→ **WHAT NEEDS TO BE DONE**
The word "instance" occurs in some lines of the data. Return each such line.

[Natural language region descriptions]
====

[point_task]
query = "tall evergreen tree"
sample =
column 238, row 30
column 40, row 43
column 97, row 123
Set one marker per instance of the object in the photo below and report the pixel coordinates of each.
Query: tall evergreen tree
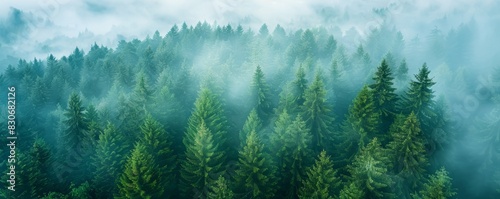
column 202, row 164
column 384, row 98
column 321, row 181
column 208, row 110
column 260, row 95
column 159, row 143
column 317, row 115
column 439, row 186
column 370, row 171
column 140, row 177
column 363, row 117
column 408, row 152
column 297, row 144
column 419, row 99
column 108, row 161
column 74, row 152
column 252, row 123
column 255, row 171
column 220, row 189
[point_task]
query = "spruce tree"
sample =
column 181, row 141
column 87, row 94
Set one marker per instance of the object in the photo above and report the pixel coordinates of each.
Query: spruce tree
column 317, row 115
column 260, row 95
column 298, row 152
column 74, row 152
column 203, row 163
column 321, row 181
column 140, row 177
column 352, row 191
column 108, row 161
column 220, row 190
column 159, row 144
column 384, row 98
column 252, row 123
column 255, row 171
column 370, row 171
column 363, row 117
column 408, row 152
column 439, row 186
column 208, row 110
column 419, row 99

====

→ **TASK OUTPUT**
Set one marker per instance of the object in the photo below and report the pixel coordinates of each.
Set one marker per instance of the object in the photo above and report the pixel coordinates of each.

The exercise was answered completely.